• **SELECTION**
+---+

December 21, 2024

No strategic model is a perfect representation of war, but some … offer valuable insights that justify their costs.

What good is a “model” of strategy when every model possible is so clearly and manifestly wrong? War is among the most complex of human endeavors. In such a context, what use are the necessary simplifications of models? Perhaps strategists should acknowledge and deal with complexity more directly, thinking creatively about the problem at hand, and avoid using models that are necessarily wrong.

Then again, the statistician George Box famously observed, “All models are wrong; some models are useful.” No strategic model is a perfect representation of war, but some, especially those that provide frameworks for systematic thinking or that create powerful and sticky images for communication, offer valuable insights that justify their costs. Which models and metaphors are the most powerful? And what are the consequences of using one model over another? These questions are the basis of a long-running argument about how to think, write, and talk about strategy.

Major M.L. Cavanaugh’s recent essay on Modern War Institute, “It’s Time to End the Tyranny of Ends, Ways, and Means,” which roundly criticizes a model that the U.S. Army War College uses to discuss strategy, is but one iteration of this discussion. Cavanaugh disparages the venerable “ends-ways-means” strategic model (the author calls it the “Lykke model”), arguing that it has been misused and abused too much to be salvaged, and should therefore be discarded. Although Cavanaugh identifies legitimate flaws in this model, he asks it to do too much.

Metaphors and models, even flawed ones, are central to thinking about strategy and to teaching it. At their best, models and metaphors serve both to order and disorder our thinking. Given the task to educate future strategic leaders, war colleges face a substantial challenge. But thin caricatures of the U.S. Army War College’s current approach to teaching strategy do little to solve the alleged problem. Strategists must become comfortable with multiple metaphors and moving between different rhetorical and cognitive contexts. They must learn to control metaphors and harness the power of language and imagery, while avoiding being held captive by the same. The war colleges are well-situated to help strategists make those mental moves.

War, Strategy, and Metaphor

Language shapes our thinking. Analogies and metaphors are particularly powerful in this process, perhaps even forming the core of cognitive function. George Lakoff and Mark Johnson explain that “our concepts structure what we perceive, how we get around in the world, and how we relate to other people,” that our conceptual system is“fundamentally metaphorical” and that “the essence of metaphor is understanding and experiencing one kind of thing in terms of another.”

+---+

• **PROVIDED MATERIAL**

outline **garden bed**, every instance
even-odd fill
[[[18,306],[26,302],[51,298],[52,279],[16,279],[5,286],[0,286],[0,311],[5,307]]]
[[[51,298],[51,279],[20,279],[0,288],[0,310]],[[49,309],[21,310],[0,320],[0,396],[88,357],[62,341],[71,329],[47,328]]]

+---+

• **PARTS OF THE EXERCISE**
1. Answer these questions using the essay on strategic models:
(a) Which statistician is quoted as saying that all models are wrong but some are useful?
(b) What name does Cavanaugh give the "ends-ways-means" strategic model?
(c) According to Lakoff and Johnson, what is the essence of metaphor?
2. Reproduce the passage of the essay on strategic models word for word, from "Metaphors and models, even" up to and including "those mental moves.".

• **FULL SOLUTIONS**
1.
(a) George Box.
(b) The "Lykke model."
(c) Understanding and experiencing one kind of thing in terms of another.

2.
Metaphors and models, even flawed ones, are central to thinking about strategy and to teaching it. At their best, models and metaphors serve both to order and disorder our thinking. Given the task to educate future strategic leaders, war colleges face a substantial challenge. But thin caricatures of the U.S. Army War College’s current approach to teaching strategy do little to solve the alleged problem. Strategists must become comfortable with multiple metaphors and moving between different rhetorical and cognitive contexts. They must learn to control metaphors and harness the power of language and imagery, while avoiding being held captive by the same. The war colleges are well-situated to help strategists make those mental moves.